SET TASK: Update the records below by replacing each occurrence of "biggest circle" with "largest circle", leaving all other text unchanged.

RECORD LIST:
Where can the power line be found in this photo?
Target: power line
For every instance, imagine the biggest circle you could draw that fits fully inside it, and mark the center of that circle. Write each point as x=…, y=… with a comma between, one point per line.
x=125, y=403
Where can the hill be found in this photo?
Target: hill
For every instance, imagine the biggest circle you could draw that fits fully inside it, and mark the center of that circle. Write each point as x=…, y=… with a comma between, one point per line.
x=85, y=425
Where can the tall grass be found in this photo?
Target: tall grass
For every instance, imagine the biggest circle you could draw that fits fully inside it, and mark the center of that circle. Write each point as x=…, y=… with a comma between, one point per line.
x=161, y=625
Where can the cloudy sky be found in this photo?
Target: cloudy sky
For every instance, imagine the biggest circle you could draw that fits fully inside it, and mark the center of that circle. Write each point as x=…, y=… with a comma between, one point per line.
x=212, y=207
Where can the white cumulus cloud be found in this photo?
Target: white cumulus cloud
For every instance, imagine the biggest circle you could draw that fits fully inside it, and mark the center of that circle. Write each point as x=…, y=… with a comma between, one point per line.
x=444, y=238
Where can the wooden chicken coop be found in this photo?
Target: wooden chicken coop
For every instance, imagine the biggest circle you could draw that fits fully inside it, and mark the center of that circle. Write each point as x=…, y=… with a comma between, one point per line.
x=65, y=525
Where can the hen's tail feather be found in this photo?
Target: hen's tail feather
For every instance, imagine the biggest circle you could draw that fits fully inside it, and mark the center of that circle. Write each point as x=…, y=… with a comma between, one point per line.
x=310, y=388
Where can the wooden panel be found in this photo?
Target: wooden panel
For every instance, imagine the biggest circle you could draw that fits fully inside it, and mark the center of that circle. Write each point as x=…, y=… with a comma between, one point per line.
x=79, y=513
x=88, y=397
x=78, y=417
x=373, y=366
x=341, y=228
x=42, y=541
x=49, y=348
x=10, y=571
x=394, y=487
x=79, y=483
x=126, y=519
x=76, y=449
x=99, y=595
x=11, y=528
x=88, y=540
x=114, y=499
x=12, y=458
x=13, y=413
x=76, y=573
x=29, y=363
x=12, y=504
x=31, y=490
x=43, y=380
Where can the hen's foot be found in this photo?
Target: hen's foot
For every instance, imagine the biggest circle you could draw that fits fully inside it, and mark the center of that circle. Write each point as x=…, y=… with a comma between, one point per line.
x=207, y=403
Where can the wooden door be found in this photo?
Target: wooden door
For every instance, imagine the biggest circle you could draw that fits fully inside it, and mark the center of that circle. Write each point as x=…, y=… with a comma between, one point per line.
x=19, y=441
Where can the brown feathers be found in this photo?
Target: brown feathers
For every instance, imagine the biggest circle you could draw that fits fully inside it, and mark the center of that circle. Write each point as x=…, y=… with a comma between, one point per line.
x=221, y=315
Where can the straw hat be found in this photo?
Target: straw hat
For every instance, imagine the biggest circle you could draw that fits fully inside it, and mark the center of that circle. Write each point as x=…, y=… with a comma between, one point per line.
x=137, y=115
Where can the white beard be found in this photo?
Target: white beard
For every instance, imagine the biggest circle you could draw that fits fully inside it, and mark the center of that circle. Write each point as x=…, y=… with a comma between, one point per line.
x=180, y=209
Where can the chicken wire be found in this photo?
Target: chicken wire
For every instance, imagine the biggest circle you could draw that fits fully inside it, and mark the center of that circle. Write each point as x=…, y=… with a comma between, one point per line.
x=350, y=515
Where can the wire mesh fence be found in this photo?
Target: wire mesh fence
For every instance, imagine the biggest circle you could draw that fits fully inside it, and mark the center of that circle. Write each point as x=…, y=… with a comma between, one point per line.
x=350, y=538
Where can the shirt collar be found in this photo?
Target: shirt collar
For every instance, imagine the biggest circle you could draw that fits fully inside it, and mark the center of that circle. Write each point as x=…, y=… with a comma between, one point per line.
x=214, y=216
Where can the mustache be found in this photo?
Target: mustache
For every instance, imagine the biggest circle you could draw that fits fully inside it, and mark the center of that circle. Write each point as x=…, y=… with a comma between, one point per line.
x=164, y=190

RESPONSE TO THE TASK:
Where can the power line be found in this photo?
Target: power line
For every instance, imagine the largest circle you could draw that fits fully inside it, and mark the center of that circle. Write each point as x=…, y=… with a comma between, one point per line.
x=125, y=403
Where can the hill be found in this photo?
Target: hill
For every instance, imagine the largest circle you could draw that fits fully inside it, and mark the center of that circle. Write each point as x=…, y=… with a comma between, one point per line.
x=85, y=425
Where can the tall grass be found in this photo?
Target: tall grass
For every instance, imagine the largest circle you could draw that fits fully inside it, and mark the center of that circle. Write each point as x=…, y=… with a comma between, one point per line.
x=161, y=625
Where can the cloudy sky be found in this photo?
Target: cloudy sky
For every instance, imagine the largest circle you could draw that fits fully inside it, and mark the center of that circle. Write each point as x=…, y=… with a comma between, one point per line.
x=212, y=207
Where can the white cumulus cloud be found in this photo?
Target: white cumulus cloud
For every instance, imagine the largest circle you could draw that fits fully inside it, and mark the center of that circle. Write each point as x=…, y=… with a comma between, one point per line.
x=444, y=238
Where can the wooden chicken coop be found in this photo?
Target: wooden chicken coop
For every instance, imagine the largest circle you could draw that fits fully inside it, and mark the center of that circle. Write each point as x=…, y=… with a comma between, one point per line.
x=65, y=525
Where can the hen's tail feather be found in this photo?
Target: hen's tail feather
For every instance, imagine the largest circle you could draw that fits fully inside it, and mark the center of that circle. Write each point as x=…, y=… with a comma between, one point per line.
x=310, y=388
Where can the wooden panel be found in this photo?
Target: wooden panel
For every instance, imagine the largest circle you could draw that fits fully inside it, and mark the center of that circle. Write each point as x=…, y=… with a comma between, one point per line.
x=79, y=513
x=88, y=397
x=78, y=417
x=373, y=366
x=341, y=228
x=42, y=541
x=49, y=348
x=10, y=571
x=394, y=487
x=79, y=483
x=126, y=519
x=76, y=449
x=99, y=595
x=11, y=528
x=88, y=540
x=114, y=499
x=12, y=458
x=13, y=413
x=76, y=573
x=29, y=363
x=12, y=504
x=31, y=490
x=43, y=380
Where can the hen's foot be found in this photo?
Target: hen's foot
For every instance, imagine the largest circle you could draw that fits fully inside it, and mark the center of that circle. Write each point as x=…, y=… with a comma between, one point per line.
x=207, y=403
Where can the wooden door be found in this photo?
Target: wooden door
For every instance, imagine the largest circle you could draw that fits fully inside it, and mark the center of that circle. Write each point as x=…, y=… with a comma between, one point per line.
x=19, y=441
Where can the brown feathers be found in this photo?
Target: brown feathers
For every instance, imagine the largest circle you could draw that fits fully inside it, and mark the center of that circle. Write each point as x=…, y=… with a comma between, one point per line.
x=221, y=315
Where can the straw hat be found in this photo?
Target: straw hat
For every instance, imagine the largest circle you could draw that fits fully inside it, and mark the center of that circle. Write each point as x=…, y=… with a comma between, one point per line.
x=137, y=115
Where can the white beard be found in this photo?
Target: white beard
For every instance, imagine the largest circle you could draw that fits fully inside it, and mark the center of that circle. Write each point as x=…, y=… with a comma between, one point per line.
x=180, y=209
Where can the chicken wire be found in this photo?
Target: chicken wire
For every instance, imagine the largest circle you could draw that fits fully inside it, and mark the center of that circle. Write each point as x=…, y=… with a comma between, one point per line.
x=350, y=515
Where can the wire mesh fence be found in this photo?
Target: wire mesh fence
For every instance, imagine the largest circle you could draw that fits fully inside it, and mark the center of that circle. Write each point as x=…, y=… with a comma between, one point per line.
x=350, y=538
Where can the shirt collar be found in this photo?
Target: shirt collar
For every instance, imagine the largest circle you could draw that fits fully inside it, and mark the center of that circle. Write each point as x=…, y=… with a comma between, one point per line.
x=214, y=216
Where can the mustache be found in this photo?
Target: mustache
For every instance, imagine the largest circle you could draw that fits fully inside it, and mark the center of that circle. Write each point as x=…, y=… with a comma between, one point per line.
x=164, y=190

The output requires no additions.